TEXTO DE ORIGEN:
++++++++++++++++++++

Son las seis de la tarde y todavía hay mucho sol sobre la ciudad de Guatemala. Más allá, en la lejanía, el verdor casi negro de la selva, y aún más lejos, montañas cubiertas de vegetación.
En nuestra discreta casa de dos pisos, una de las habitaciones principales la ocupa una pequeña colección de diminutos objetos rotos encontrados por azar que no son los que se muestran en los museos oficiales a los turistas. Carecen de valor material y no son impresionantes. Pero sí son testigos, tan válidos como cualquier otro, de las grandes culturas protohistóricas que habitaron la costa del Pacífico y las selvas del Petén.
Esas pequeñas cabecitas de barro, algunas simplemente cocidas al sol, cobran vida entre las manos de Alejandro, arqueólogo y filólogo profesional que trabaja para varias universidades de Hispanoamérica. Sus vitales ojos azules escrutan cada pieza y descubren características escondidas; representaciones de dioses, de muchos de los cuales ignoramos hasta el nombre, surgen a su locuaz conjuro y se nos presentan, a veces imbricados los unos en los otros.
Yo soy un apasionado de la arqueología, aunque el área americana no sea de mi especialidad, le escucho y le sigo durante horas. Nuestros jóvenes acompañantes se han ido retirando a sus tareas.
Quedamos solos frente a unas estanterías que se vienen abajo, sobrecargadas de libros. La especial estrella de Alejandro le ha hecho encontrar algunos ejemplares en alemán y en francés que son muy raros en Europa. De improviso se detiene, me mira a los ojos y me pregunta:
–¿Vd. cree que aún puedan vivir animales prehistóricos?
Le sé un bromista de mucho cuidado e intento sonreír… pero hay algo como de angustia en su mirada que me impide hacerlo. Me lleva silenciosamente hasta una pequeña mesa escritorio con cajones. Se sienta frente a mí y encendemos un par de cigarrillos. Hay cierta tensión en el ambiente.
Le miento:
–No me gustan los enigmas.
Abre uno de los cajones y tras breve búsqueda saca una cabecita de barro cocido y me la alcanza diciendo:
–Por ser zona volcánica y de aluvión, la estratigrafía no es precisa…; fue encontrada a más de 40 metros de profundidad, a nivel olmeca formativo… ¿Vd. qué diría que representa?
En mi mano, el pequeño objeto de barro casi petrificado gira bajo la luz de la lámpara de mesa. Es, evidentemente, la réplica del cuello y cabeza de un tiranosaurio. Allí está su formidable dentadura, que aparece entre los pliegues de la piel contraída, en las comisuras de la boca, de una manera feroz. Está algo desgastada, pero no lo suficiente como para que la verticalidad del cuello y la horizontalidad de la cabeza den lugar a dudas. No es un lagarto, sino un animal que andaba erecto sobre sus patas traseras.
–Alejandro –le interrogo seriamente–, ¿dónde está la broma?
–No hay broma, señor… Fue extraído a más de 40 metros de profundidad y el estudio microscópico del barro es típicamente olmeca, de hace unos 4.000 años… y no es el único… pero aquí lo toman por una invención fantástica. Estúdielo cuidadosamente… después hablamos.

++++++++++++++++++++

REGISTROS MOSTRADOS:
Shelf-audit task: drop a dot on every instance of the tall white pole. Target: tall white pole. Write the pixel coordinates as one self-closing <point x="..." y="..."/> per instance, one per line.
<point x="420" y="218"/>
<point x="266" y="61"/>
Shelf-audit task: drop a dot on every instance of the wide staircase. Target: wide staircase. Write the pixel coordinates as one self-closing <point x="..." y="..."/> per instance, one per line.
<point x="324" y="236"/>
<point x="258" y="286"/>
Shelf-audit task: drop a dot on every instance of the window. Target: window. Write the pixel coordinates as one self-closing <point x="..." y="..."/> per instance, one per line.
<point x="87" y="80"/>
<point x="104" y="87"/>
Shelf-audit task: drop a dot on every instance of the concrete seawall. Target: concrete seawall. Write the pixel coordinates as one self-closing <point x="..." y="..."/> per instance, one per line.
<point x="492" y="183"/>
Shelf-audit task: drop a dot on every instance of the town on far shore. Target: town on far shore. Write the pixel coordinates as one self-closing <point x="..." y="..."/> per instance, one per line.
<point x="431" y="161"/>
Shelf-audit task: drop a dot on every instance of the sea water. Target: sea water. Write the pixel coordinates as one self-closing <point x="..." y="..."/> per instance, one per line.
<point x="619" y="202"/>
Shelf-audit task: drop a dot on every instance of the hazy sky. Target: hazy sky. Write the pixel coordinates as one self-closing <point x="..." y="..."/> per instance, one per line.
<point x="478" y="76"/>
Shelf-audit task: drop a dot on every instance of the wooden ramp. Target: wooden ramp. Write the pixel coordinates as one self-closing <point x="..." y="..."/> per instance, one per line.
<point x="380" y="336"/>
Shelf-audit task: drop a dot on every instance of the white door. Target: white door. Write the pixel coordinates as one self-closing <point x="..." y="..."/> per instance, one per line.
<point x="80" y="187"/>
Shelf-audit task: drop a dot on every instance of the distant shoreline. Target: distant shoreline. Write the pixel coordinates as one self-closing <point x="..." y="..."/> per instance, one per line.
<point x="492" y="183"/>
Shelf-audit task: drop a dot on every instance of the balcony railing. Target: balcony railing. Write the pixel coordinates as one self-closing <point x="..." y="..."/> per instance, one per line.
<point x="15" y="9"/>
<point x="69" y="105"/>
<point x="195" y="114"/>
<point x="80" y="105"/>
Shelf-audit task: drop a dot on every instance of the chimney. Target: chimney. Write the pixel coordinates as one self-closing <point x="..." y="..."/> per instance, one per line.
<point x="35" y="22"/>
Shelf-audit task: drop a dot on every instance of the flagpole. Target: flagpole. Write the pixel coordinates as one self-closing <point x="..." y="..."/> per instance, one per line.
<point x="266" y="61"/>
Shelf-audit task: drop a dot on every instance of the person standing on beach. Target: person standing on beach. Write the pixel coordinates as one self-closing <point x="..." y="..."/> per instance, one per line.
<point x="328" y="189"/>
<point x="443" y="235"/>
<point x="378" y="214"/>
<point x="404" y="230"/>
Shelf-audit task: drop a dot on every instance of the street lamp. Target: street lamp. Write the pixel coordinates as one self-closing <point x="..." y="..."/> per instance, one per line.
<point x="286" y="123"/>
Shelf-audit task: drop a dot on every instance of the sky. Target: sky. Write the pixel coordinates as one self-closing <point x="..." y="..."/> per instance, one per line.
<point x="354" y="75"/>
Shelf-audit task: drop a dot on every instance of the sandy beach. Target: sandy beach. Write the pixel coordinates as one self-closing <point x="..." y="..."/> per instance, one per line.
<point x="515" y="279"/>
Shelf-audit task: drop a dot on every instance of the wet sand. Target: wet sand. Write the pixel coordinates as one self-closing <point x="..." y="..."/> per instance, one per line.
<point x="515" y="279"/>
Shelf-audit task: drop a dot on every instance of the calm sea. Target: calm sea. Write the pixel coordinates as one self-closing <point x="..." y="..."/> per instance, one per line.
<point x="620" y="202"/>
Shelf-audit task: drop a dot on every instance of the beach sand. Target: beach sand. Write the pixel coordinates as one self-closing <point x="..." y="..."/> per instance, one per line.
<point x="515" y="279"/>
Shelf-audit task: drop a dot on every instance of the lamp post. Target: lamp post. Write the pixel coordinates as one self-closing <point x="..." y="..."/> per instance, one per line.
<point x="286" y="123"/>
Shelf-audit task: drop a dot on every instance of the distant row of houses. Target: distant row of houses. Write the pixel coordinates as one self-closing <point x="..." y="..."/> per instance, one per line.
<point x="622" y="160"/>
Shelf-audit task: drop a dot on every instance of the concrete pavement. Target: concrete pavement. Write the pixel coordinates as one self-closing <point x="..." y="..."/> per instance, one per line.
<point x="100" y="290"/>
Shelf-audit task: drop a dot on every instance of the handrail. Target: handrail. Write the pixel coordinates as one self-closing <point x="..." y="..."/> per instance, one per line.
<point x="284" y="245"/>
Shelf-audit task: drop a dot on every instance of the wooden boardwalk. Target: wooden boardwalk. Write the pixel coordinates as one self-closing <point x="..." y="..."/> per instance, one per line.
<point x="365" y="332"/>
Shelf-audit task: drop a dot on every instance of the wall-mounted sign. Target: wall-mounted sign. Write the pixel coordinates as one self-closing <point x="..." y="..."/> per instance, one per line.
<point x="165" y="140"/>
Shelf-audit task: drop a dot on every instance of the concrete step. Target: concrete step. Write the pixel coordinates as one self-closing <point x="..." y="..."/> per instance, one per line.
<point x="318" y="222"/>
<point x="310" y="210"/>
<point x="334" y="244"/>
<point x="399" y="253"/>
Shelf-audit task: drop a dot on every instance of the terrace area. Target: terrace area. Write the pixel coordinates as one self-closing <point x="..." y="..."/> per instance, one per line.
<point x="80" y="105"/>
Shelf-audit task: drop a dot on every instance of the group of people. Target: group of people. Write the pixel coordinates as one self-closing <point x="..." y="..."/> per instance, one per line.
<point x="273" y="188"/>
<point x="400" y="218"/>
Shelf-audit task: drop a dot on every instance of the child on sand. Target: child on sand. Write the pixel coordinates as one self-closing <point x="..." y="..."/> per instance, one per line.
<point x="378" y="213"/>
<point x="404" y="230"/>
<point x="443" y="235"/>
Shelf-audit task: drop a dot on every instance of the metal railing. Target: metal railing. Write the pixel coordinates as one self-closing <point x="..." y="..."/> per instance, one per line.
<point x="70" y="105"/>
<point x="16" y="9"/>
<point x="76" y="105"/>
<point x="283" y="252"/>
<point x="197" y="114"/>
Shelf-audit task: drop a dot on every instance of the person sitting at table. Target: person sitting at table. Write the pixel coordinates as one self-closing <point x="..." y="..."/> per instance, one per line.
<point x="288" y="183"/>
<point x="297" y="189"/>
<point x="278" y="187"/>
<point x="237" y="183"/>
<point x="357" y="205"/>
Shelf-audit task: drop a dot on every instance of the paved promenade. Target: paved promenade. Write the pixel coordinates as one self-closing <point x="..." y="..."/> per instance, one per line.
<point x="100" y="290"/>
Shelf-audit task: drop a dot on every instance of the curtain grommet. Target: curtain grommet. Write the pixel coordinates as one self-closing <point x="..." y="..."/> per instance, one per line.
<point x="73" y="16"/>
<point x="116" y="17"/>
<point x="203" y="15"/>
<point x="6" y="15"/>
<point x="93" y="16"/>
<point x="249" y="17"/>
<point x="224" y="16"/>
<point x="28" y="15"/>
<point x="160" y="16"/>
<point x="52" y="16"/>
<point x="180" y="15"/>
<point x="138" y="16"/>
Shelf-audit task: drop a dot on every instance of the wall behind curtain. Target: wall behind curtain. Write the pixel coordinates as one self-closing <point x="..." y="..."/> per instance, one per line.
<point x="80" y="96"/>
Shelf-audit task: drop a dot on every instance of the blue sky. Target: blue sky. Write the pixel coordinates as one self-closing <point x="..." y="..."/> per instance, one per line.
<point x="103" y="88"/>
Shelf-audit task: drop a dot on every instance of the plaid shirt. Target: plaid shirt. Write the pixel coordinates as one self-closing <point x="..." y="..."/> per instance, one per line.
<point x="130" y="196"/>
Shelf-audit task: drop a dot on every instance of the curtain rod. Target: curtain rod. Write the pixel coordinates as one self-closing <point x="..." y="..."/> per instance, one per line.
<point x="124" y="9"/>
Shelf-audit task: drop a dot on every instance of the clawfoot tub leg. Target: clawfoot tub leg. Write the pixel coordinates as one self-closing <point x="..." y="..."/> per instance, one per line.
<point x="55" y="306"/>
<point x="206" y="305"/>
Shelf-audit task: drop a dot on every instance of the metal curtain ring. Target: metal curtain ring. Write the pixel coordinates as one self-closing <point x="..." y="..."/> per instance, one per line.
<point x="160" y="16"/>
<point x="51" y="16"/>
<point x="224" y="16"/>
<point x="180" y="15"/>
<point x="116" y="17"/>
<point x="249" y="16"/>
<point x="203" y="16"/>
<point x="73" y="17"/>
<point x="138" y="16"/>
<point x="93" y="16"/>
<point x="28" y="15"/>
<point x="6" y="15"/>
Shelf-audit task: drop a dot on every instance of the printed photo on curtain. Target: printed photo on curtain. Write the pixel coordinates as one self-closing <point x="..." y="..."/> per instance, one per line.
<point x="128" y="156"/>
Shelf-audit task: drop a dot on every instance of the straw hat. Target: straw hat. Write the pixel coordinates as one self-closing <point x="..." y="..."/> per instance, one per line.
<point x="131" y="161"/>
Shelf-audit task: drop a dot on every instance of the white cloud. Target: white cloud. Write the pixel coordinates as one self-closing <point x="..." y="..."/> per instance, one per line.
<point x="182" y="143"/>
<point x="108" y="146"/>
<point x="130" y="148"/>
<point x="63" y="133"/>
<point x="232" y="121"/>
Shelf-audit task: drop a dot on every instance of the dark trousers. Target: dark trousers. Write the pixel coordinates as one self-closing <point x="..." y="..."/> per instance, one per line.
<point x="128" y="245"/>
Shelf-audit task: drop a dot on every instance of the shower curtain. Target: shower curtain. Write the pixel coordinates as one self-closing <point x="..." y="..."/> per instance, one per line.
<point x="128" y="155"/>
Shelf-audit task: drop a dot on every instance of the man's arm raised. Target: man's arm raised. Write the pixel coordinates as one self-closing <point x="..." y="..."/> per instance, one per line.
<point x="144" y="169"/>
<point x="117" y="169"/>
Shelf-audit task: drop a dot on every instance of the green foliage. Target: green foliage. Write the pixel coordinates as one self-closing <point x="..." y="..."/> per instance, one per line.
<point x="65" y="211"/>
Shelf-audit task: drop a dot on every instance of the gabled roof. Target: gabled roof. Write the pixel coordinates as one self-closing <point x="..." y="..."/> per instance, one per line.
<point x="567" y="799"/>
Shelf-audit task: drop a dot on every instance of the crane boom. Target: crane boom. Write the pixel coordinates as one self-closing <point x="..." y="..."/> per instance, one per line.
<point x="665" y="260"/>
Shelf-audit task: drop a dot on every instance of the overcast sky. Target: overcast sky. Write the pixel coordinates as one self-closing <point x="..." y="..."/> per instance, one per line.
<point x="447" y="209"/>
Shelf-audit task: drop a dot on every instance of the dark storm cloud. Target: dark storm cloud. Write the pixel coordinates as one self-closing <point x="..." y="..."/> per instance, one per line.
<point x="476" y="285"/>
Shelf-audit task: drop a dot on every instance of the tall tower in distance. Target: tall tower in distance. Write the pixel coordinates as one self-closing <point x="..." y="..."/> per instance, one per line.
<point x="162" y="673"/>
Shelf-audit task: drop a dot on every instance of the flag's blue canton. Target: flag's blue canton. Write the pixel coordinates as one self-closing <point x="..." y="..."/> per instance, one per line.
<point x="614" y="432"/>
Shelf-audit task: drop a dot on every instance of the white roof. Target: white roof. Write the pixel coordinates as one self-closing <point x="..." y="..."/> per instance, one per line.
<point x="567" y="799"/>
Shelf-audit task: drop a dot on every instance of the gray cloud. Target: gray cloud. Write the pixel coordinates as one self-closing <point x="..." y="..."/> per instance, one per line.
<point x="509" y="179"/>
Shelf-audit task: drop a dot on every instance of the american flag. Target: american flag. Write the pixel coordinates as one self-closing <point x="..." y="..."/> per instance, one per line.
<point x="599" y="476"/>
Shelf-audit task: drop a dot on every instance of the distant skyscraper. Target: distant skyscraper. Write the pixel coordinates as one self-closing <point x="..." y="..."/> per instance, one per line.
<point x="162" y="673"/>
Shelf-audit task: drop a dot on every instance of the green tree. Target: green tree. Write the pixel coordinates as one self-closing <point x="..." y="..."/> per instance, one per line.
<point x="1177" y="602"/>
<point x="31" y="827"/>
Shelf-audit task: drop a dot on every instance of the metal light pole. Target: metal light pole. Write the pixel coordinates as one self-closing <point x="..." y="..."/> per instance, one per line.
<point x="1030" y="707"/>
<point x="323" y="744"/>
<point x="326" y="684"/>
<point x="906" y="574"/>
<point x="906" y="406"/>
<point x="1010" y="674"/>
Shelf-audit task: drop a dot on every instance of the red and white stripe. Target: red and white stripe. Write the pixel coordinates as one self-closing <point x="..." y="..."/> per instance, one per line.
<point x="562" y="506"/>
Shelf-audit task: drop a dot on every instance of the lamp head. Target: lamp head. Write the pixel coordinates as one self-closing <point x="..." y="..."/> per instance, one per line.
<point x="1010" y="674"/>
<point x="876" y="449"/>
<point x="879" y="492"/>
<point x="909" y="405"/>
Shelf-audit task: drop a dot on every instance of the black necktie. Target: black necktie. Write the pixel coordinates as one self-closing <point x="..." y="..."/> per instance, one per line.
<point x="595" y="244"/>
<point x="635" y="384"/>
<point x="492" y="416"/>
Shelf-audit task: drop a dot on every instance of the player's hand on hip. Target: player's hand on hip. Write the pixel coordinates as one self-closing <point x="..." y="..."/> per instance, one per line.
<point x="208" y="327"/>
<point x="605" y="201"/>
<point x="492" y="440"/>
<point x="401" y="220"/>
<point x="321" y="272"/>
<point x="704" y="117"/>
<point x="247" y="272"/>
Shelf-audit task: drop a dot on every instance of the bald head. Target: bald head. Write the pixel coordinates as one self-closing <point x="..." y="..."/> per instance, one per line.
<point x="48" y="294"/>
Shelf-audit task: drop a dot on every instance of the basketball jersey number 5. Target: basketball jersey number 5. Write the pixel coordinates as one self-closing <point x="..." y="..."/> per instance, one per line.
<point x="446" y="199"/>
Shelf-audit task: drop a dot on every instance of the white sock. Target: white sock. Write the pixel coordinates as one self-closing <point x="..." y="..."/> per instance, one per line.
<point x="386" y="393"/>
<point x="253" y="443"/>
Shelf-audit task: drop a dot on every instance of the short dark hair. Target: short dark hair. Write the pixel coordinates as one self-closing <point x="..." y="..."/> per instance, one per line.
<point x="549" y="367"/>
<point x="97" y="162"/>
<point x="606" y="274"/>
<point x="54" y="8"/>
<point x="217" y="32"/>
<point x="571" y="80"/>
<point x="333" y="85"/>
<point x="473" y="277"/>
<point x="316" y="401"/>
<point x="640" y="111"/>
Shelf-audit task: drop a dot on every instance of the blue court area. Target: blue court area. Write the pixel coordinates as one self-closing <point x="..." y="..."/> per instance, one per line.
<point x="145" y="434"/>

++++++++++++++++++++

EJERCICIO ASIGNADO 1: Transcribe del relato el fragmento que va desde "En nuestra discreta" hasta "selvas del Petén.".
EJERCICIO ASIGNADO 2: Enumera todos los nombres propios de lugares geográficos que aparecen en el relato.
EJERCICIO ASIGNADO 3:
Responde estas preguntas según el relato:
(a) ¿Qué hora es al comienzo?
(b) ¿De qué color son los ojos de Alejandro?
(c) ¿A qué profundidad fue encontrada la cabecita de barro?
Los registros provienen de una fuente distinta a la del relato.

RESPUESTA DEL EJERCICIO 1:
En nuestra discreta casa de dos pisos, una de las habitaciones principales la ocupa una pequeña colección de diminutos objetos rotos encontrados por azar que no son los que se muestran en los museos oficiales a los turistas. Carecen de valor material y no son impresionantes. Pero sí son testigos, tan válidos como cualquier otro, de las grandes culturas protohistóricas que habitaron la costa del Pacífico y las selvas del Petén.

RESPUESTA DEL EJERCICIO 2:
la ciudad de Guatemala
la costa del Pacífico
las selvas del Petén
Hispanoamérica
Europa

RESPUESTA DEL EJERCICIO 3:
(a) Las seis de la tarde.
(b) Azules.
(c) A más de 40 metros.